* Source extract *
....

One interesting question is whether the consensus scoring function (ENDES) can be used for selecting near natives directly. We have optimized the relative weights of the three terms to maximize the success rate in ranking one of the near-native decoys at the top. The optimized success rate is only 46% for the 28 targets, compared with 61% of EMPIRE²⁶. Thus, ENDES, a coarse-grained scoring function which does not consider the interaction energy between two monomers, is suitable to use for enrichment only. To further illustrate this, we compare the best ranks of near native structures for 21 complexes given by ZRANK²⁷ and by ENDES in Table 7. Clearly, ZRANK ranks significantly more near native structures as number 1 than ENDES (6 versus 1). On the other hand, ENDES has only 3 targets whose best ranks of near-native structures are greater than 200, compared to 5 by ZRANK.

Table 7.

The best ranks of near native structures given by ZRANK²⁷ and by ENDES for 6 targets in Benchmark 1.0 and 15 targets in Benchmark 2.0.

PDB	ZRANKa	ENDESb
1WQ1	2899	33
1CGI	34	10
2SNI	300	2
2SIC	1	1
1MAH	1	47
1DFJ	1	3
1F51	3	10
7CEI	1	> 200
1B6C	1	110
1BVN	14	4
1E6E	4	32
1KAC	94	> 200
1EWY	129	54
1TMQ	389	10
1F34	160	54
1AKJ	40	75
1ML0	1	76
1HE1	258	19
1E96	16	32
1GRN	1523	> 200
1RLB	4	12

^aZDOCK2.3 + ZRANK²⁷. ZRANK was tested on Benchmark 2.0 and top 54000 decoys from ZDOCK 2.3. The first six targets are contained in Benchmark 1.0.

^bThe decoy sets of Benchmark 1.0 (first 6 targets) and Benchmark 2.0 (next 15 targets) with ZDOCK2.3 hits in the top 2000 predictions were enriched by ENDES to a small set of 200 decoys.

....

Dataset excerpts:

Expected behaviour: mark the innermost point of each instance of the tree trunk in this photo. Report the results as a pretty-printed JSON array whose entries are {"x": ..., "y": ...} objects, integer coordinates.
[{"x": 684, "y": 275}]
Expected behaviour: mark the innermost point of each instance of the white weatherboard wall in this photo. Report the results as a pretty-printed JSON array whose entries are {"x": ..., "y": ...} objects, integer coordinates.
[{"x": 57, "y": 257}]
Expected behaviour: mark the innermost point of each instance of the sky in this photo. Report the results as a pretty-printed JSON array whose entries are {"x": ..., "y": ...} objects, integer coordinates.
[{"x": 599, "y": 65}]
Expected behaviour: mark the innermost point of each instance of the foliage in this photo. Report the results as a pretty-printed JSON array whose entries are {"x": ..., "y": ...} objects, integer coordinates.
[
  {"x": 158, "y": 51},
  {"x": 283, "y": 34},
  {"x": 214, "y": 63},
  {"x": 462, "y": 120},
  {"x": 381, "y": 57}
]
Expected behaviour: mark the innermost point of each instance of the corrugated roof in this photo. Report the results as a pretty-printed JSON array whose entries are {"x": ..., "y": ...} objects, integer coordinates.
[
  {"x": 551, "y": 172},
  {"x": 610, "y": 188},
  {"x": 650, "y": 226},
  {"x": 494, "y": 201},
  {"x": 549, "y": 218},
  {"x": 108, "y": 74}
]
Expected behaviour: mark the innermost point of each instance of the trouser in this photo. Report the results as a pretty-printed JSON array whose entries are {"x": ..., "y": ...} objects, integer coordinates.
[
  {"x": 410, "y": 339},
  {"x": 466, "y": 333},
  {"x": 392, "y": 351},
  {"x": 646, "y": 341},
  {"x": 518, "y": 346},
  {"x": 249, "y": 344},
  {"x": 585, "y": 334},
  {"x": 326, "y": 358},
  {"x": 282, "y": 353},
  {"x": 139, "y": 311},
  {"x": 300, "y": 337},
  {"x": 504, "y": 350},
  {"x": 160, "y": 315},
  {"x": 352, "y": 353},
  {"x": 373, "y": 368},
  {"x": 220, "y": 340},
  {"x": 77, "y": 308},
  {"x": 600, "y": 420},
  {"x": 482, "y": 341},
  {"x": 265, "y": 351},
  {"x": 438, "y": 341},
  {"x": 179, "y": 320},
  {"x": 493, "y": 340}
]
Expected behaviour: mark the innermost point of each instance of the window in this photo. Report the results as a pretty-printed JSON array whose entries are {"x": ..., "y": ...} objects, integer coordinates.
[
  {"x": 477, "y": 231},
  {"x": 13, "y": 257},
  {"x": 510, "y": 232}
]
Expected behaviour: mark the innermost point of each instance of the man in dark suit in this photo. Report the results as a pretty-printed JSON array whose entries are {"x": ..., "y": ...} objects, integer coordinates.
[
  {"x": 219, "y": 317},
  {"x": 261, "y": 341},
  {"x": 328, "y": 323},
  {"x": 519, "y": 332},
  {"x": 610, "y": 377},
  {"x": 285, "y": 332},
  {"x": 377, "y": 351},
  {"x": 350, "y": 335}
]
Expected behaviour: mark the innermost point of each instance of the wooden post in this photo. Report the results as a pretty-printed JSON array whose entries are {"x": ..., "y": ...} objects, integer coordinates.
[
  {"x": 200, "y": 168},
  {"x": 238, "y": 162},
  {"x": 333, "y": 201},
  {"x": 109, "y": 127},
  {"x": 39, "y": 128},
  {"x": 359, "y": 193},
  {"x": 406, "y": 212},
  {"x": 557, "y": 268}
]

....

* Tasks for this exercise *
• A. In the passage on ENDES scoring, what optimized success rate did ENDES reach for the 28 targets?
• B. Decide whether each statement agrees with the passage on ENDES scoring. For each, answer yes or no and quote the words of the passage that settle it. (i) ZRANK ranks more near-native structures at number 1 than ENDES does. (ii) ENDES takes into account the interaction energy between two monomers. (iii) ENDES enriched the decoy sets to a set of 200 decoys.
• C. Carry on the passage on ENDES scoring, starting after its final footnote.
The records have no connection to the passage on ENDES scoring.

* Results for each task *
• A. 46%

• B.
(i) Yes: "ZRANK ranks significantly more near native structures as number 1 than ENDES (6 versus 1)"
(ii) No: "which does not consider the interaction energy between two monomers"
(iii) Yes: "were enriched by ENDES to a small set of 200 decoys"

• C.
If ENDES can not be used for ranking near-native structures directly, is its enrichment useful for near native selections? We apply EMPIRE²⁶ to re-rank 200 top-ranked docking decoys by the ENDES scoring function. Re-ranking is performed following sidechain modeling and energy minimization, as done previously²⁶. The success rate of ranking one of the near natives at the lowest binding free energy, increases from 17 out 28 (61%) (without enrichment) to 21 out 28 (75%) (with enrichment).

Another interesting question is the usefulness of the residue energy score. In Benchmark 1.0, the combination of conservation and propensity alone would yield an average enrichment factor of 6.7, essentially the same as 6.9 with the addition of residue energy score. However, the residue energy score plays a more important role in Benchmark 2.0. The enrichment factor from 20000 to 2000 (Table 6) will reduce from 5.6 to 4.9 without the energy score. This fluctuation is likely due to small number of targets in Benchmarks. Nevertheless, its poor performance relative to interface propensity may suggest the limitation of residue-level energy score function.